┌──
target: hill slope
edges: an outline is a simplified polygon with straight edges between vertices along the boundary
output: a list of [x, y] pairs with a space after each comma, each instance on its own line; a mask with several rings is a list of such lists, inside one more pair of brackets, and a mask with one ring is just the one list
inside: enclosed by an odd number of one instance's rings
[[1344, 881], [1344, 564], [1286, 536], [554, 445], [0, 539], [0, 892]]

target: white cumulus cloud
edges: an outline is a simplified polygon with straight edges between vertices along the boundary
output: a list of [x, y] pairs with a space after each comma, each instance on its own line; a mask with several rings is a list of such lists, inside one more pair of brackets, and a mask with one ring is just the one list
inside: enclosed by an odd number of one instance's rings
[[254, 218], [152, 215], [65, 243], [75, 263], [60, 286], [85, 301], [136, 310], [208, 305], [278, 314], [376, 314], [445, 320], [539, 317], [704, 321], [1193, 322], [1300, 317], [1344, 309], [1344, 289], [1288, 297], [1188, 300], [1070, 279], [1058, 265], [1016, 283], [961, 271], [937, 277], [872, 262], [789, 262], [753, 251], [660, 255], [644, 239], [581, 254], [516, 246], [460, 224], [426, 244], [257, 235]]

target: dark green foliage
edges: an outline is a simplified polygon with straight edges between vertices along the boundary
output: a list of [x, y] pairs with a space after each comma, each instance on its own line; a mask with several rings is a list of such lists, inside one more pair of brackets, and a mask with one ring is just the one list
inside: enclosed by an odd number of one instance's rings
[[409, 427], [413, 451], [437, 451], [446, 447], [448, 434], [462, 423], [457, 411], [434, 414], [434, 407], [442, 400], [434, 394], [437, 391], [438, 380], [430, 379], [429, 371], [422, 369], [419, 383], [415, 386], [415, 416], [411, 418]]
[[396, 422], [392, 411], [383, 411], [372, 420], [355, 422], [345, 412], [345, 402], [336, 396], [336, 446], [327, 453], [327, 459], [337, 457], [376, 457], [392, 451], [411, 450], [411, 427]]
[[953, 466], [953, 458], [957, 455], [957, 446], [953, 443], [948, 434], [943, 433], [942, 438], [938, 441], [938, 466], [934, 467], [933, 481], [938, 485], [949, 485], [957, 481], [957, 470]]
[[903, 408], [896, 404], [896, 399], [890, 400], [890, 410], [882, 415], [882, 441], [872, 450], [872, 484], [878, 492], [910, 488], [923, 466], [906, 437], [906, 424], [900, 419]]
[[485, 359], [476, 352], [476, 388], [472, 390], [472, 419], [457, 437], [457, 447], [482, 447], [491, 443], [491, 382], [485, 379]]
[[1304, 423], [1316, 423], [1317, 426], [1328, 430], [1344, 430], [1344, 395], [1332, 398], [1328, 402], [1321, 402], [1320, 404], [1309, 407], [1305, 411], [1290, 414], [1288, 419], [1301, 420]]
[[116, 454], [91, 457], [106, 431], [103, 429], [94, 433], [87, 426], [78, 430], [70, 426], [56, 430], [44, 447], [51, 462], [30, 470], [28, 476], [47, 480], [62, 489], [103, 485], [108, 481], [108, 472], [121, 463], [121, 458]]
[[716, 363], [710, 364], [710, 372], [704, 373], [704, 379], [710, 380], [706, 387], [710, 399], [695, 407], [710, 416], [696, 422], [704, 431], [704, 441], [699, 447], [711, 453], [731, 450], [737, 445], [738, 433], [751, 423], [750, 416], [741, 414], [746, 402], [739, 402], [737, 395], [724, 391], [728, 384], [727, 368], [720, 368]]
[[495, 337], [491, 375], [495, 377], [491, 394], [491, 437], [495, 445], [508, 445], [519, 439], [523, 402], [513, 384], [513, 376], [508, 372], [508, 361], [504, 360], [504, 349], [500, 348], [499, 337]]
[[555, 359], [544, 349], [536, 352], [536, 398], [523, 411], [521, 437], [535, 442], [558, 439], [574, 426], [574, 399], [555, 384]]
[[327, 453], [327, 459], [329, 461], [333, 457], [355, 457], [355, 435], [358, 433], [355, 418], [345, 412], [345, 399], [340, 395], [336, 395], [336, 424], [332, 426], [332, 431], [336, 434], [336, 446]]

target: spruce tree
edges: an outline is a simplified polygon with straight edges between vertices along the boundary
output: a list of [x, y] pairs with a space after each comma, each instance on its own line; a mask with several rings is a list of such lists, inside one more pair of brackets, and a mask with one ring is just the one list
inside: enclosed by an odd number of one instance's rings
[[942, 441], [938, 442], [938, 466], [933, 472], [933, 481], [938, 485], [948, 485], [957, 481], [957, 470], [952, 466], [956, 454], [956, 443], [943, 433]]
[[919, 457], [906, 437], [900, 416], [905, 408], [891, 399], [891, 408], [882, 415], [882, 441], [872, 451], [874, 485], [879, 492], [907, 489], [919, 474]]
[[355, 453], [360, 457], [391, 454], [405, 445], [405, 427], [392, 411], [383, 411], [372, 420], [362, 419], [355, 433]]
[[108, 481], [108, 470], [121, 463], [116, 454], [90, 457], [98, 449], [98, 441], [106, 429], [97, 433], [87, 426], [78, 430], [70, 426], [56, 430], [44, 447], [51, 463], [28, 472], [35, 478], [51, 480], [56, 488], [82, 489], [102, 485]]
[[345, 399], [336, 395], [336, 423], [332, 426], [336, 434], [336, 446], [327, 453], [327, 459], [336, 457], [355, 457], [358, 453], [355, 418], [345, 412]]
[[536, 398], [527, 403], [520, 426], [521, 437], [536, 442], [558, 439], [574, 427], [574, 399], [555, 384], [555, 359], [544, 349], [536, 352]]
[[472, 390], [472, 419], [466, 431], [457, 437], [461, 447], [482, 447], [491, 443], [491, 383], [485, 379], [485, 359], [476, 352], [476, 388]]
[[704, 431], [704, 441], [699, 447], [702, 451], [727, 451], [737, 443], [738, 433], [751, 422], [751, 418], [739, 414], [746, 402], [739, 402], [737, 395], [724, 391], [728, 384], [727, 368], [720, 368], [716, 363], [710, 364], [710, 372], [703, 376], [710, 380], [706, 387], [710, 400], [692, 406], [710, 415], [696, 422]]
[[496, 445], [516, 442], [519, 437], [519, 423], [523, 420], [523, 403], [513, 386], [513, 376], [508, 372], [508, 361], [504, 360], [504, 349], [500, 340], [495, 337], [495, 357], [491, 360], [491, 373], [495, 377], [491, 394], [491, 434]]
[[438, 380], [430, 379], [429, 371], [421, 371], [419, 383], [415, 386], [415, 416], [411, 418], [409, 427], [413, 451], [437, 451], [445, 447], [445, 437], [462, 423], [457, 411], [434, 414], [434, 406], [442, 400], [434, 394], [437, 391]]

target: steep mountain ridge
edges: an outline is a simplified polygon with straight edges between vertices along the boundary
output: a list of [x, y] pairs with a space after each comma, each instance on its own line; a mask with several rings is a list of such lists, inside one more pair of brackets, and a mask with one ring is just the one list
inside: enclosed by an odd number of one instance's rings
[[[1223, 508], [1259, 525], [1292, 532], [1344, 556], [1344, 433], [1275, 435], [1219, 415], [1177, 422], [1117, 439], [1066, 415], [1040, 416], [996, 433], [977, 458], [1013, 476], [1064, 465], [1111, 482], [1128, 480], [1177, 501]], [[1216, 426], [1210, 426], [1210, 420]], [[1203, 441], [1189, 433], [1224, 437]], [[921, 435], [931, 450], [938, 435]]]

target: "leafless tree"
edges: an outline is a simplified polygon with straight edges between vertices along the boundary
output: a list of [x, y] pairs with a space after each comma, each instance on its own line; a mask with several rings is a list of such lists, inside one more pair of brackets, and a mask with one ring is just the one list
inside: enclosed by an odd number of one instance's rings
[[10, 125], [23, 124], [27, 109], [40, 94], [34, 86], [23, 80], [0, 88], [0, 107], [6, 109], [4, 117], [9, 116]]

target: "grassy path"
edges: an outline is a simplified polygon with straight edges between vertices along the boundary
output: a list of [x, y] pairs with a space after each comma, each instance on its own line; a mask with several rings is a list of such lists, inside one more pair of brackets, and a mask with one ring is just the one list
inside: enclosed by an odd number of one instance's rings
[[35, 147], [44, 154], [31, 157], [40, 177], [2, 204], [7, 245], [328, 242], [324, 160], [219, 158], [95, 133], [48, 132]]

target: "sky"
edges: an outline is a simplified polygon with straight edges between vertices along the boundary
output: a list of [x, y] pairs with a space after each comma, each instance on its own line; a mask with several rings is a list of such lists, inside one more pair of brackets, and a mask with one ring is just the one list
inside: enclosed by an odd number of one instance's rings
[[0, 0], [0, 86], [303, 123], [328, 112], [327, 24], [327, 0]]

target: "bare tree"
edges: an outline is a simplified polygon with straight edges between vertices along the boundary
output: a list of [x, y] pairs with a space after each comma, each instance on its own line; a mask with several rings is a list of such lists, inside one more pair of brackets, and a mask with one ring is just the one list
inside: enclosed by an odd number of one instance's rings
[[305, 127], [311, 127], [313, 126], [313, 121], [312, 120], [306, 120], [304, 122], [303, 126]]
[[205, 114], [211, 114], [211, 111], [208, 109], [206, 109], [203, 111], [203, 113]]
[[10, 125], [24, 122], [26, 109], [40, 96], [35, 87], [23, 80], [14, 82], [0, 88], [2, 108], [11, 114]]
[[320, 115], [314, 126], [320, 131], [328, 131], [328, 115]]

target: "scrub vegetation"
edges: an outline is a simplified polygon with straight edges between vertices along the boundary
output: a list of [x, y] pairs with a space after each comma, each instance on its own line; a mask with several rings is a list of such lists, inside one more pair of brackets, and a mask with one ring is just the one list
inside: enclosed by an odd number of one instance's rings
└──
## Problem:
Reproduce the items from the beginning through the line containing "244], [257, 235]]", swapping "vertices" for "corner points" and changing nothing else.

## Answer to the exercise:
target: hill slope
edges: an outline is a simplified polygon with straight edges between corner points along the boundary
output: a list of [x, y] pairs with a space after each comma, each instance on its own line; a mask with several rings is a list of such lists, inside one more pair of brackets, and a mask with one ring is just the one list
inside: enclosed by an odd number of one instance's rings
[[1344, 881], [1344, 564], [1286, 536], [554, 445], [0, 539], [0, 892]]

target: white cumulus cloud
edges: an outline is a simplified polygon with straight edges between corner points along the boundary
output: a list of [x, y] pairs with a space after each comma, each instance on its own line; a mask with several rings is a list of such lists, inside one more pair of brackets, and a mask with one ring is just the one list
inside: enclosed by an odd number of one instance's rings
[[254, 218], [152, 215], [65, 243], [75, 263], [60, 286], [85, 301], [136, 310], [208, 305], [278, 314], [376, 314], [445, 320], [539, 317], [704, 321], [1193, 322], [1300, 317], [1344, 309], [1344, 289], [1288, 297], [1188, 300], [1070, 279], [1058, 265], [1016, 283], [961, 271], [937, 277], [872, 262], [789, 262], [753, 251], [660, 255], [644, 239], [581, 254], [516, 246], [460, 224], [426, 244], [257, 235]]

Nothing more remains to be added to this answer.